═══ INFORMATION GIVEN ═══
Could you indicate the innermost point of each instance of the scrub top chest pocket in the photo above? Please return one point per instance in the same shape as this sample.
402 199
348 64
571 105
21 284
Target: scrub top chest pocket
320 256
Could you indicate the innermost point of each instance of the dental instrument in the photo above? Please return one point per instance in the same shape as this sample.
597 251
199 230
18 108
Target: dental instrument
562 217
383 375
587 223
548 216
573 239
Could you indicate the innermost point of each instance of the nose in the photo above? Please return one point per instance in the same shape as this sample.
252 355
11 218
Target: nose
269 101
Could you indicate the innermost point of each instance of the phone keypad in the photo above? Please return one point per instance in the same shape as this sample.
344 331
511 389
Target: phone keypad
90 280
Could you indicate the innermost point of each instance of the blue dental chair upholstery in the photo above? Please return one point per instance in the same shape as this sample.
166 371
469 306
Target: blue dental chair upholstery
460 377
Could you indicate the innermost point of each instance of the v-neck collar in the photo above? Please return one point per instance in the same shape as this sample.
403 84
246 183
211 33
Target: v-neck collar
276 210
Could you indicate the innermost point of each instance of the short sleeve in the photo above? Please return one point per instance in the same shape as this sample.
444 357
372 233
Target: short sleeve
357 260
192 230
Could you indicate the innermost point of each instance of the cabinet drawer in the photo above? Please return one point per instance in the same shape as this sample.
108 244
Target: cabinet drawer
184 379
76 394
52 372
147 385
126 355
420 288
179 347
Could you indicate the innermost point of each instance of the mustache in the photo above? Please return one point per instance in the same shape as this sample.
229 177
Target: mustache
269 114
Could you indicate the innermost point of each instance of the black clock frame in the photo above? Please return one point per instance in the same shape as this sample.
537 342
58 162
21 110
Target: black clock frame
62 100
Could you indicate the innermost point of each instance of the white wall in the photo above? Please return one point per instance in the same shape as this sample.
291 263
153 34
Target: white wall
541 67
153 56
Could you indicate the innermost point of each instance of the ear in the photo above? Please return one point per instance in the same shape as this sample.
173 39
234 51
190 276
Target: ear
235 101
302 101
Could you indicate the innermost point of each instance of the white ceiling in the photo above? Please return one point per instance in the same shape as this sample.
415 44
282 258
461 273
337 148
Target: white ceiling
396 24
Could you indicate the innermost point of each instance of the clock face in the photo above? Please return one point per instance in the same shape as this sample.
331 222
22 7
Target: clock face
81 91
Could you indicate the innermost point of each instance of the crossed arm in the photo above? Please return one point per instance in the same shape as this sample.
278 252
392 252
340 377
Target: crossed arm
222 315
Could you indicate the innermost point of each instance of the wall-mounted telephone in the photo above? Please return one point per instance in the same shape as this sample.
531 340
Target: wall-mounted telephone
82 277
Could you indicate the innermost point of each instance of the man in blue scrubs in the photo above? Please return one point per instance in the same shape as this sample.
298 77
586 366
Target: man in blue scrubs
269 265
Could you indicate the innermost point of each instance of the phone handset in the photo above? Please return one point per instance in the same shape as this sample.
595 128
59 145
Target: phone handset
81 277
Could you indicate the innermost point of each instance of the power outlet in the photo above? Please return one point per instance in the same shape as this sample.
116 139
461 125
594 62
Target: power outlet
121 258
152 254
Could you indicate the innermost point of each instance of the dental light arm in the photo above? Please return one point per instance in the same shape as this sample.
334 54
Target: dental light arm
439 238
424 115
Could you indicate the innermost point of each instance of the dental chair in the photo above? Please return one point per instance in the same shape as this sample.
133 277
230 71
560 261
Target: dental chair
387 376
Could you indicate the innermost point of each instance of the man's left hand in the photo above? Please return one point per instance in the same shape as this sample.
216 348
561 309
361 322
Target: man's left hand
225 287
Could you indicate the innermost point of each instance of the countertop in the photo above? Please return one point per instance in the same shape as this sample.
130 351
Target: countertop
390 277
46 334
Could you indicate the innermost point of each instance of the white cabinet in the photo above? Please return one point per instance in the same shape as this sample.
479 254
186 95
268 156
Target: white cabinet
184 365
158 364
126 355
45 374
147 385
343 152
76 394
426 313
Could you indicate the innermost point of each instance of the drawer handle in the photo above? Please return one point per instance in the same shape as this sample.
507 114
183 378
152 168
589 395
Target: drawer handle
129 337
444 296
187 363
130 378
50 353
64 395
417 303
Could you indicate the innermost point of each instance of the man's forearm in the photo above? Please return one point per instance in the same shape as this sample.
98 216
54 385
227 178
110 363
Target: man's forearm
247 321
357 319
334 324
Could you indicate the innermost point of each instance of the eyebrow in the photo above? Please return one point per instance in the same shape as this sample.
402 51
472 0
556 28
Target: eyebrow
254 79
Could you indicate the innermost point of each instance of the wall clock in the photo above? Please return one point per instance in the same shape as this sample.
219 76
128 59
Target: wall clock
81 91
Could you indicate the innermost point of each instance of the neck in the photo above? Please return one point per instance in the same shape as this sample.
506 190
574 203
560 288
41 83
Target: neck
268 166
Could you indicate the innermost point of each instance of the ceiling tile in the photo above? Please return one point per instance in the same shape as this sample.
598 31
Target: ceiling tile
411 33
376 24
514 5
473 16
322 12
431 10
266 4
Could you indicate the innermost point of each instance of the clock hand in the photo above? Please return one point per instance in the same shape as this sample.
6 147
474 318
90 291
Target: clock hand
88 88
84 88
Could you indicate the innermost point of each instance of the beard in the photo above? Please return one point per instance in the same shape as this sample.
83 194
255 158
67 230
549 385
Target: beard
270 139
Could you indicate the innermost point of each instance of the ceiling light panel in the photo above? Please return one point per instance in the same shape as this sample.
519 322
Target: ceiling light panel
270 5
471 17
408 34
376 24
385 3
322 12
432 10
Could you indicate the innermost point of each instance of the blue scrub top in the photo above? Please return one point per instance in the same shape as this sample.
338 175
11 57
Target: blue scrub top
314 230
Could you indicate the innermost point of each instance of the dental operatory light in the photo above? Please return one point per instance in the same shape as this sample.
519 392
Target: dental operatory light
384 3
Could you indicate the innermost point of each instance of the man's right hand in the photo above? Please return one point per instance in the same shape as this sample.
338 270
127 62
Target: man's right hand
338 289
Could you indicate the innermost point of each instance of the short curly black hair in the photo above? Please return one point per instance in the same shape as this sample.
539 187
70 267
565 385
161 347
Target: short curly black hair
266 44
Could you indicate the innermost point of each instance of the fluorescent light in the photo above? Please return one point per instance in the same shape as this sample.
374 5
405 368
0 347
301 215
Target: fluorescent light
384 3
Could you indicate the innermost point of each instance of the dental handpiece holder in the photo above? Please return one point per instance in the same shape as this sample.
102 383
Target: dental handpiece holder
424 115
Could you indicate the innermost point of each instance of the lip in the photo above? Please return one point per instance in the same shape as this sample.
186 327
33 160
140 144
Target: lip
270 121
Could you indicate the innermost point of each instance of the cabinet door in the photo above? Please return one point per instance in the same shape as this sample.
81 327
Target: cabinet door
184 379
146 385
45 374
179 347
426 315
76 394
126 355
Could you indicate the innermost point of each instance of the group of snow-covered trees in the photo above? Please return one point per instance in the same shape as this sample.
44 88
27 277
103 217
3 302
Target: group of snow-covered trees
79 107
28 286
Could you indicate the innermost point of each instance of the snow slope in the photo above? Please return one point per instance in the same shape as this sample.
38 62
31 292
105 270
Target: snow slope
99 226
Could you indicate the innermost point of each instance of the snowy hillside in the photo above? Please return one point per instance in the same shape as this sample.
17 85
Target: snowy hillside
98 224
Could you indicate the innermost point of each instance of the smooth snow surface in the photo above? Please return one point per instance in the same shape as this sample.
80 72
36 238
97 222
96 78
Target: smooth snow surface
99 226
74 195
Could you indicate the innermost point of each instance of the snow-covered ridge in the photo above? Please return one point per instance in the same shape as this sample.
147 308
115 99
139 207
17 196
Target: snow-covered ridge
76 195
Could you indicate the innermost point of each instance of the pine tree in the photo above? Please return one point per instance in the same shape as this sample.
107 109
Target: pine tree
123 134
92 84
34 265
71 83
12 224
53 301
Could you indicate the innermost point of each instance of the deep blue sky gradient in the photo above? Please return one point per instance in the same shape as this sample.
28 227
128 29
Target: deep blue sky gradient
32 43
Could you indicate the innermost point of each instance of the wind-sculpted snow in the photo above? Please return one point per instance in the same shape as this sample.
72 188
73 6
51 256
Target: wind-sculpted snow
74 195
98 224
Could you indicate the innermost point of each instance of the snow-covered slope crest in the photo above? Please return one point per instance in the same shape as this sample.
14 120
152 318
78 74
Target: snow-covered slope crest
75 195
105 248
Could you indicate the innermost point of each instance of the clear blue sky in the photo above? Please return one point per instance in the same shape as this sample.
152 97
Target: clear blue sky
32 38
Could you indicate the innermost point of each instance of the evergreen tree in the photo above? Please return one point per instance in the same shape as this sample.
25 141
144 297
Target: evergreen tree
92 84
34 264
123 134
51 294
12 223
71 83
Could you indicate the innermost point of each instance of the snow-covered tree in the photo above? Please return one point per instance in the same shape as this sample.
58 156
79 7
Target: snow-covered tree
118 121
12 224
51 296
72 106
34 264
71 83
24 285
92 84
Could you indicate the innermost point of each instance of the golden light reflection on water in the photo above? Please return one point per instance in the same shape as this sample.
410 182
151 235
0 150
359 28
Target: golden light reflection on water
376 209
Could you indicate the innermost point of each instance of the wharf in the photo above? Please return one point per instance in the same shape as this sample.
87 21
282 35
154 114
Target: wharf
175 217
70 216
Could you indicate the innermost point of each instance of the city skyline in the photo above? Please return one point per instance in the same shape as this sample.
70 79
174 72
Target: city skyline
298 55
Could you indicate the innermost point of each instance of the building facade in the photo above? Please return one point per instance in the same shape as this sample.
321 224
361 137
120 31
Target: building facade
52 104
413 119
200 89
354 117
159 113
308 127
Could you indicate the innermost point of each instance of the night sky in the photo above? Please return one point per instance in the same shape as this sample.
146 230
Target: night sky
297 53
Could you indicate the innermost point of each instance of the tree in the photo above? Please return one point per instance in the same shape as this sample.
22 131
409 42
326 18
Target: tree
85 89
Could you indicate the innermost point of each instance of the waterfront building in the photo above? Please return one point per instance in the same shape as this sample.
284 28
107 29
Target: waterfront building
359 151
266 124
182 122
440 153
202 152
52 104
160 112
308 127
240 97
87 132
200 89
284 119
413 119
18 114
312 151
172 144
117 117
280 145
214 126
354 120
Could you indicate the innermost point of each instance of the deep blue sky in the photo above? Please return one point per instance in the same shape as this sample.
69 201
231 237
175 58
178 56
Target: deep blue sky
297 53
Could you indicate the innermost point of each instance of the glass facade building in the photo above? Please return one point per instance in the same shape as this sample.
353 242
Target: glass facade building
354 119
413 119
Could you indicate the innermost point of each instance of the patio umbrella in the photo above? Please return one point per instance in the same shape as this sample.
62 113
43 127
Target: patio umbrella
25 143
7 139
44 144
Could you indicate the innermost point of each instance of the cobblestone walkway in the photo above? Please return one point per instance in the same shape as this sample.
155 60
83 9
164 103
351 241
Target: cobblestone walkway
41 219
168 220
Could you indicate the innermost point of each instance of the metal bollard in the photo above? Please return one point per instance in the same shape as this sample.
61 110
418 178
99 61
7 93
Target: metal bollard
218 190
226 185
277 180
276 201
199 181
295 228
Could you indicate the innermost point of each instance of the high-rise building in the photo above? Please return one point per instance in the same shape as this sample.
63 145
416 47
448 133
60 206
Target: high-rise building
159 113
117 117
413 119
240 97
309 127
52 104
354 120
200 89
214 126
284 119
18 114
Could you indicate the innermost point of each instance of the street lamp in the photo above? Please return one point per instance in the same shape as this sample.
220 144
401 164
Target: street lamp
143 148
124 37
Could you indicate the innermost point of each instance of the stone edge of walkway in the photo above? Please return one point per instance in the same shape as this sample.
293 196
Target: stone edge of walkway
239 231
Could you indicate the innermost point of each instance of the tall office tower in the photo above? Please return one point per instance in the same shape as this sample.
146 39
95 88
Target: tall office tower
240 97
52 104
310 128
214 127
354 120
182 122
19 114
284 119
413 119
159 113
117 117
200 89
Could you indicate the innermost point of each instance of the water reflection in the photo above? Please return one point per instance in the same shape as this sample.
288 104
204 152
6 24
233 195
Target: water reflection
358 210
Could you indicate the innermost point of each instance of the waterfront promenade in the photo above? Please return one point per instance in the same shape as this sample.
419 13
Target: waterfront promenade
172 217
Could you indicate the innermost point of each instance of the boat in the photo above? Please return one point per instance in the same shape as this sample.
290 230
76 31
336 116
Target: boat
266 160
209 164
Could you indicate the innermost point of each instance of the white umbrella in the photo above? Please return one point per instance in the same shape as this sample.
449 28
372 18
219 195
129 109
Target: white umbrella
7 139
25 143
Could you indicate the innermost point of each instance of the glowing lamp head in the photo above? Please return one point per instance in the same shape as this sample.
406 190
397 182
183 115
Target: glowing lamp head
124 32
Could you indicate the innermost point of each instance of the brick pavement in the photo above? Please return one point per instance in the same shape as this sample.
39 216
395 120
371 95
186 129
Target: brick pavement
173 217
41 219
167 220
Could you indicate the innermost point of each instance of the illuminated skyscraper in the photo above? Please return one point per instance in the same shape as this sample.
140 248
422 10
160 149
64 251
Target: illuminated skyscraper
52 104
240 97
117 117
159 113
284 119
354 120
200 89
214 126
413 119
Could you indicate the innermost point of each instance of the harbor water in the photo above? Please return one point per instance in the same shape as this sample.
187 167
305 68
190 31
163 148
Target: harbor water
═══
**REQUEST:** Print only the lines from the one with "of the illuminated" to the end of the records, both included.

**REPLY TO THE EXERCISE:**
Could you indicate the innermost point of each instance of the illuminated skyscraper in the photo above? Please return one point per instance in the same shape as this sample.
140 248
422 10
160 149
64 251
Target: illuminated skyscraper
52 104
240 97
117 117
159 113
284 119
354 120
200 89
214 126
413 119
Could you indicate the innermost point of each instance of the harbor water in the photo above? Please return one point per instance in the same shape as this sample.
187 167
305 68
190 31
163 148
Target: harbor water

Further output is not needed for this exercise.